» **Set exercise A**: Quote the Open MPI shared memory thread below from "(I suppose it" to "for your time!".
» **Set exercise B**: For each statement, answer yes or no based on the Open MPI shared memory thread below, and quote the words that decide it: (i) Enabling shared memory communication in Open MPI requires a special setting by default. (ii) The KNEM kernel device is included in the standard Linux kernel. (iii) The default shared memory communication implementation copies the data twice.

» **Excerpted passage**:
+ + + + + + +

I have a bit of research related question.
Currently I have finished implementation of structure skeleton frame work based on MPI (specifically using openmpi 6.3). the frame work is supposed to be used on single machine.
now, I am comparing it with other previous skeleton implementations (such as scandium, fast-flow, ..)
One thing I have noticed is that the performance of my implementation is not as good as the other implementations.
I think this is because, my implementation is based on MPI (thus a two sided communication that require the match of send and receive operation)
while the other implementations I am comparing with are based on shared memory. (... but still I have no good explanation to reason out that, and it is part of my question)
There are some big difference on completion time of the two categories.
Today I am also introduced to configuration of open-mpi for shared memory here => openmpi-sm
and there come comes my question.
1st what does it means to configure MPI for shared memory? I mean while MPI processes live in their own virtual memory; what really is the flag like in the following command do?
(I thought in MPI every communication is by explicitly passing a message, no memory is shared between processes).
shell$ mpirun --mca btl self,sm,tcp -np 16 ./a.out
2nd why is the performance of MPI is so much worse with compared to other skeleton implementation developed for shared memory? At least I am also running it on one single multi-core machine.
(I suppose it is because other implementation used thread parallel programming, but I have no convincing explanation for that).
any suggestion or further discussion is very welcome.
Please let me know if I have to further clarify my question.
thank you for your time!
Open MPI is very modular. It has its own component model called Modular Component Architecture (MCA). This is where the name of the --mca parameter comes from - it is used to provide runtime values to MCA parameters, exported by the different components in the MCA.
Whenever two processes in a given communicator want to talk to each other, MCA finds suitable components, that are able to transmit messages from one process to the other. If both processes reside on the same node, Open MPI usually picks the shared memory BTL component, known as sm. If both processes reside on different nodes, Open MPI walks the available network interfaces and choses the fastest one that can connect to the other node. It puts some preferences on fast networks like InfiniBand (via the openib BTL component), but if your cluster doesn't have InfiniBand, TCP/IP is used as a fallback if the tcp BTL component is in the list of allowed BTLs.
By default you do not need to do anything special in order to enable shared memory communication. Just launch your program with mpiexec -np 16 ./a.out. What you have linked to is the shared memory part of the Open MPI FAQ which gives hints on what parameters of the sm BTL could be tweaked in order to get better performance. My experience with Open MPI shows that the default parameters are nearly optimal and work very well, even on exotic hardware like multilevel NUMA systems. Note that the default shared memory communication implementation copies the data twice - once from the send buffer to shared memory and once from shared memory to the receive buffer. A shortcut exists in the form of the KNEM kernel device, but you have to download it and compile it separately as it is not part of the standard Linux kernel. With KNEM support, Open MPI is able to perform "zero-copy" transfers between processes on the same node - the copy is done by the kernel device and it is a direct copy from the memory of the first process to the memory of the second process. This dramatically improves the transfer of large messages between processes that reside on the same node.
Another option is to completely forget about MPI and use shared memory directly. You can use the POSIX memory management interface (see here) to create a shared memory block have all processes operate on it directly. If data is stored in the shared memory, it could be beneficial as no copies would be made. But watch out for NUMA issues on modern multi-socket systems, where each socket has its own memory controller and accessing memory from remote sockets on the same board is slower. Process pinning/binding is also important - pass --bind-to-socket to mpiexec to have it pinn each MPI process to a separate CPU core.

+ + + + + + +

» **Material**:
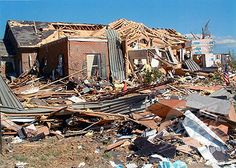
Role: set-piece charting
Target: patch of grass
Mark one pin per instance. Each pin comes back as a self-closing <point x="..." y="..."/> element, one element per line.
<point x="20" y="158"/>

+ + + + + + +

» **Exercise answer A**:
(I suppose it is because other implementation used thread parallel programming, but I have no convincing explanation for that).
any suggestion or further discussion is very welcome.
Please let me know if I have to further clarify my question.
thank you for your time!

» **Exercise answer B**:
(i) No: "By default you do not need to do anything special in order to enable shared memory communication."
(ii) No: "it is not part of the standard Linux kernel"
(iii) Yes: "the default shared memory communication implementation copies the data twice"